■ Цель задания
Продолжите отрывок из дневника о литературе, начав сразу после его последнего предложения.

■ Исходный текст

········

Если бы хватило жизни, сил, терпения, наблюдательности, я бы показал в романе «Вестник» единоборство шляхетского и аристократического прошлого с будущим – с социализмом. В романе «Мы»[86] я нарисовал бы все слои народа, чтобы показать, чего мы стоим. И в том и другом романе я хочу уловить характер народа, запечатлев его на фоне современной жизни. Я бы хотел писать так, чтобы французский критик, прочитав тургеневского «Рудина» и мой роман, отметил, что в первом раскрыт русский характер, а во втором – польский.
9 октября 1888 г. Вот что рассказал мне Юзеф. Однажды прошлой зимой, поехав в Сташов, он зашел на почту и задержался там. Вместе с ним ждали прибытия почты человек двадцать сапожников, приказчиков, лавочников. Они ждали «Слово».[87] Когда журнал пришел, почтовый чиновник стал читать вслух «Потоп»… Эти люди, побросав работу, прождали несколько часов на почте, чтобы услышать продолжение романа. Недаром говорят, что перед Сенкевичем народ держит ответ в своих патриотических чувствах. Это знаменательное явление. Я сам видел в Сандомирской губернии, как буквально все, в том числе даже люди, которые никогда ничего не читают, гонялись за «Потопом». Книги передаются из рук в руки, расходятся в миг. Небывалый, неслыханный успех. Сенкевич сделал много, очень много. Да будет благословенно его имя…
17 октября 1888 г. Читаю дальше исследование Мопассана.[88] Превосходно составлены посылки, из которых он выводит силлогизм, определяющий задачи литературы. Главное в них – это положение о правдивости, обусловленной красотой. Дальше он останавливается на вопросе, о котором я много думал, – на технике творчества, объективном или субъективном методе изображения. Речь идет о том, как лучше писать: «Ян почувствовал прилив бешеной ненависти…» или «Ян побледнел, губы у него побелели, кулаки судорожно сжались, глаза дико сверкали, брови сошлись, образовав над глазами темную, прямую линию и т. д.». Мопассан отстаивает второй способ. Я считаю, что лучше всего промежуточный вариант, ибо он облегчает создание образа, давая возможность объяснить психические процессы, выявить при помощи анатомического анализа закономерность данного характера. Читатель бывает ленив, он не любит, чтобы его заставляли думать, поэтому ему может попросту не прийти в голову, что мое описание, допустим, негодования, действительно выражает негодование. Ему ничего не стоит вообразить, что герой смеялся… Какое множество всяческих формул! Где ты, простота композиции, простота Гомера и «Пана Тадеуша»?[89]
Что может, например, сравниться с описанием земли, погоды, захолустных углов, глухомани, крестьянских и мелко шляхетских дворов, которые по памяти воссоздает Крашевский? В последнее время я читал несколько как раз таких его повестей – «Кто-то», «В Полесье» и др.[90] Эти описания так верны, дышат такой искренностью, они, как живопись, напоминают виденные пейзажи. К тому же в них есть еще и то, чего не хватает писателям-натуралистам, – теплота. Ты не только воспринимаешь зрительно эти пейзажи: автор заставляет тебя понять их и полюбить. Я не говорю о героях Крашевского – это манекены, которых ты не знаешь, не видел и никогда не увидишь. Это опоэтизированные воспоминания старца. Ни жизни, ни правды – китайский театр теней… Зато каково его искусство рисовать по воспоминаниям – без сентиментальности и с тем же реализмом, какой отличает пейзажи Костшевского…[91] Сосны и лес на картинах Костшевского те же, что в романах Крашевского.

········

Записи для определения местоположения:
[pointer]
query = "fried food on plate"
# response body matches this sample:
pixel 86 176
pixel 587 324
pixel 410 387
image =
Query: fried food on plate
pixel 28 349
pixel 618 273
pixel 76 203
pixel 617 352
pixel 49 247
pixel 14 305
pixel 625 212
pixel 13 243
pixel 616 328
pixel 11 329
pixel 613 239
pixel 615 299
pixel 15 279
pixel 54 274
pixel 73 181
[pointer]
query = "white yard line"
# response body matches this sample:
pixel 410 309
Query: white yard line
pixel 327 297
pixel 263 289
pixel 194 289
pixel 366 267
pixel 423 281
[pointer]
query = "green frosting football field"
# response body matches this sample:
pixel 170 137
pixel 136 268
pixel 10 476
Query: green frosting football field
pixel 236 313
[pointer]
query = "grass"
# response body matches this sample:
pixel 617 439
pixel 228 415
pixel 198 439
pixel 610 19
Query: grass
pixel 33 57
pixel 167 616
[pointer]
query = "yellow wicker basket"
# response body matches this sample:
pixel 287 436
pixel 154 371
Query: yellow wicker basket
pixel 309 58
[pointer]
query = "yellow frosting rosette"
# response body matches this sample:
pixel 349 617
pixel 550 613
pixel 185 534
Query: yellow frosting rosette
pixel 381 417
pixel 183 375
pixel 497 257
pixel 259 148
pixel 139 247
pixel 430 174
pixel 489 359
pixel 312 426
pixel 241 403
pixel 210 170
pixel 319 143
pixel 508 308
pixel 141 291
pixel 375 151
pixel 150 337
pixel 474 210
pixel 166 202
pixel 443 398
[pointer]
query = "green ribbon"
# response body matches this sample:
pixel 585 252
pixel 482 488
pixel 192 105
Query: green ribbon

········

■ Результат
.
20 ноября 1888 г. Писательский дар – самое большое из земных сокровищ. Отворилась дверца твоей души и туда внесли свет. Когда ты пишешь, ты перестаешь быть собой: становишься благородным и честным, тебе все понятно, ты можешь привести в ясность мысли, накопленные за годы жизни… Выбираешь то, что тебе по душе, ты наделен необыкновенной памятью, она помогает тебе привести мысли в систему. Ты видишь, как все у тебя ладится. А если захочешь, пойдешь еще дальше – мгновение, и ты достигнешь полной гармонии, создашь образ истинной, совершенной, непостижимой красоты…
Вдруг – дверца захлопнулась! Те другие глаза, которыми ты только что смотрел на мир, слепнут, и ты снова становишься заурядным, обыкновенным, будничным человеком. Одним росчерком пера ты можешь испортить все прежнее. Это и есть процесс творчества.
7 декабря 1888 г, «Беспомощные» Ежа – это один из тех романов, в которых выражена идея, какой тешим себя мы – неудачники, как и он, отвергающие мысль о резне шляхты.[92] В романе есть одно место, где Еж говорит об единении шляхты с народом. Так должно быть и по нашему с Вацеком мнению, но так ли это в действительности? В действительности зреет почва для социализма. Это неизбежно. В действительности шляхта соединяется с народом только в одном случае – когда пан с деревенской девушкой лежат в кровати. Все же прочее – почва для социализма…
Вчера пан Ян[93] сказал мне с жаром:
– Держу пари, что в шести близлежащих деревнях нет ни одной девки, с которой я бы не переспал. Пусть Куба подтвердит.
– Есть, – смеется Куба.
– Ну?
– Здебка дочка…
– Ха-ха-ха! Девке-то сорок восемь лет. Тебе, Куба, в самый раз будет.
– Как же вы это?
– Как? Валю на землю и готово. Заорет – по морде.
– И девушек?
– Еще бы! Это особый смак. Получит потом воз хвороста или охапку камыша и в следующий раз такой еще будет покладистой, ого!
– Ну, а детишки?
– А мне какое дело… Есть так есть…
13 января 1889 г. У современной польской аристократии, так же как и у современной польской демократии, есть свои традиции. Если бы двух представителей этих направлений поставить лицом к лицу и заставить договориться между собой, что значит слово «традиция», то через две минуты они повернулись бы друг к другу спиной. В конце концов традиция – священнейшее слово и для пана З. и для меня. Но пан З. подразумевает под этим словом почитание всевозможных связей между аристократическими семьями, преимущественно в текущем столетии, память о всех замужествах, женитьбах и прочих родственных союзах даже с аристократией московской, прусской, австрийской и т. д. Совокупность всего этого называется нашей польской – священной и неприкосновенной – традицией. А у нас? У нас – Костюшко, Завиша, Конарский, Левиту, Мицкевич,[94] дым пожарищ, цепи, кандалы, казематы.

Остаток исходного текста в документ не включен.